----- GEGEVEN TEKST -----
Artikel 4. Voortgang onderzoeken

Het college rapporteert in de tussentijdse rapportages en de paragraaf bedrijfsvoering van de jaarstukken over de voortgang van de onderzoeken naar de doelmatigheid en doeltreffendheid en de uitputting van bijbehorende budgetten.

Artikel 5. Verslag en plan van verbetering

  • 1.

    De onderzoeksresultaten worden vastgelegd in een verslag. Het verslag bevat tenminste een analyse van de onderzoeksresultaten en indien nodig aanbevelingen voor verbetering.

  • 2.

    Op basis van de resultaten van ieder onderzoek stelt het college indien nodig een plan van verbetering op. De rapportage en het plan van verbetering worden ter kennisgeving aan de raad aangeboden. Het college neemt op basis van het plan van verbetering maatregelen.
-----
▶ **SCHRIFTELIJKE OPDRACHT 1**
Waarin worden volgens de gegeven tekst de onderzoeksresultaten vastgelegd?
----- OEFENMATERIAAL -----
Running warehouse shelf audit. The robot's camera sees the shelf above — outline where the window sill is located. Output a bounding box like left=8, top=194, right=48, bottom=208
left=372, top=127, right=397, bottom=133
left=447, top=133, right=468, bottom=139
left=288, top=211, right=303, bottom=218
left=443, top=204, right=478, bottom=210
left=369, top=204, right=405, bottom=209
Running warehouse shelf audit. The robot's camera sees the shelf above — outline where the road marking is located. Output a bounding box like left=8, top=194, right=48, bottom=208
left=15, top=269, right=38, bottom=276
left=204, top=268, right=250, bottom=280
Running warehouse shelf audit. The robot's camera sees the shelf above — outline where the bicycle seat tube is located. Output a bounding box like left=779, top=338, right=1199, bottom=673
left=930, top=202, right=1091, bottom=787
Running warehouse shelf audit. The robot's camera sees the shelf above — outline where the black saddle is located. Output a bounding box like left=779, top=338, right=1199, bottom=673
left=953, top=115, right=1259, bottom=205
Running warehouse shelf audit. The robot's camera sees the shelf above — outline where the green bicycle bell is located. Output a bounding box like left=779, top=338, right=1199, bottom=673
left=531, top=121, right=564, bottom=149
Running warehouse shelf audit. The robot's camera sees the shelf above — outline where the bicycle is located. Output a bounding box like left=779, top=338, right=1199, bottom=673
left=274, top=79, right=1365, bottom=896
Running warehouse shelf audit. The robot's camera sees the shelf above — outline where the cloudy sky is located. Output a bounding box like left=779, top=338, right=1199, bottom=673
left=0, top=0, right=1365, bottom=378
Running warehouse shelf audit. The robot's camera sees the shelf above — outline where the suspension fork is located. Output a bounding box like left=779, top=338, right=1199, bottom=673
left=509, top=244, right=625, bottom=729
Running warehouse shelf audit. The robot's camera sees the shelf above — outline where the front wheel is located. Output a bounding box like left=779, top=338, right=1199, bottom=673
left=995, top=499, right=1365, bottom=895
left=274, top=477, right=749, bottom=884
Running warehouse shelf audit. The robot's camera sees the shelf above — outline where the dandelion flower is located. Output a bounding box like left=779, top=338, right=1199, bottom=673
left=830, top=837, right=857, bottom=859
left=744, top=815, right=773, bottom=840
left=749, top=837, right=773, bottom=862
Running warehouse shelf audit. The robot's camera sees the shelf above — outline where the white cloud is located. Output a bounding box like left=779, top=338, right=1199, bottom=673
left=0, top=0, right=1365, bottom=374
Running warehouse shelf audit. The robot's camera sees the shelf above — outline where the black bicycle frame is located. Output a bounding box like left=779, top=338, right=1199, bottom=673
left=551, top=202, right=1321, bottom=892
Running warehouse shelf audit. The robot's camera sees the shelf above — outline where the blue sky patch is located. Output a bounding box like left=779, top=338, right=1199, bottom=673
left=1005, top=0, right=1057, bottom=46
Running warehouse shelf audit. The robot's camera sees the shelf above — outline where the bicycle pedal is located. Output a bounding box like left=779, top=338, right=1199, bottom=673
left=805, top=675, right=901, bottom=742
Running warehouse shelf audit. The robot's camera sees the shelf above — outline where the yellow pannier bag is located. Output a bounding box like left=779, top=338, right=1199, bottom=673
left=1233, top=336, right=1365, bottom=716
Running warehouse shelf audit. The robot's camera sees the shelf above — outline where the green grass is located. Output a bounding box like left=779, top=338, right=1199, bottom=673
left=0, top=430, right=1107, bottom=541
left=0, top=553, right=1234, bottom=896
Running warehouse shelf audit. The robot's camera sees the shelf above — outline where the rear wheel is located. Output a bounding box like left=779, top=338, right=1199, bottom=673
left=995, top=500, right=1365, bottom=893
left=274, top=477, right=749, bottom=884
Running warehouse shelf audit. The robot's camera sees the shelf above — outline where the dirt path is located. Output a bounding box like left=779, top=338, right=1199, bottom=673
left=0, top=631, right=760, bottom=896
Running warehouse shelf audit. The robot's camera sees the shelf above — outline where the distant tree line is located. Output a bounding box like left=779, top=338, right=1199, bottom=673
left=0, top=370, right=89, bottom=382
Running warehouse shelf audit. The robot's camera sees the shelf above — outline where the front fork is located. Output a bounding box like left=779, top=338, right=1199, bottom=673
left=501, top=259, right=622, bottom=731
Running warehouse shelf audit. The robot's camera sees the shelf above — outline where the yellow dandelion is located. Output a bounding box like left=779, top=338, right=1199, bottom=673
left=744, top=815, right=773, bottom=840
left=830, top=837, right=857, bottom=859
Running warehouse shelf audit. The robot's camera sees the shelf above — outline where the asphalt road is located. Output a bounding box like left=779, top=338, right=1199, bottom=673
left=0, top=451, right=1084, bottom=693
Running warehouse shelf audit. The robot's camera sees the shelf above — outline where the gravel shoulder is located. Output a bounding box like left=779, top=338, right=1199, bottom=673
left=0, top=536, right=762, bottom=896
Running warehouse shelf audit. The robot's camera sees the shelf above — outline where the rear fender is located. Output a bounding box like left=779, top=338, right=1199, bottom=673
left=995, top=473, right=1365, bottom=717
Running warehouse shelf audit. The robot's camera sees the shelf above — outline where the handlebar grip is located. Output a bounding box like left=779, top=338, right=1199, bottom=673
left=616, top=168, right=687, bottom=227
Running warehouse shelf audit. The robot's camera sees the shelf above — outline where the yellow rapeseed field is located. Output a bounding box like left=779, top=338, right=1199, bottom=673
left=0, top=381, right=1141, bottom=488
-----
▶ **SCHRIFTELIJKE OPDRACHT 2**
Verschuif in de vermeldingen de regels vanaf de regel met "where the distant" tot en met de regel met "left=0, top=370, right=89, bottom=382". Geef beide regels volledig terug en tel 46 op bij elke coördinaat van het antwoord, terwijl alle overige getallen ongewijzigd blijven.

▶ **JUISTE ANTWOORD 1**
In een verslag.

▶ **JUISTE ANTWOORD 2**
Running warehouse shelf audit. The robot's camera sees the shelf above — outline where the distant tree line is located. Output a bounding box like left=779, top=338, right=1199, bottom=673
left=46, top=416, right=135, bottom=428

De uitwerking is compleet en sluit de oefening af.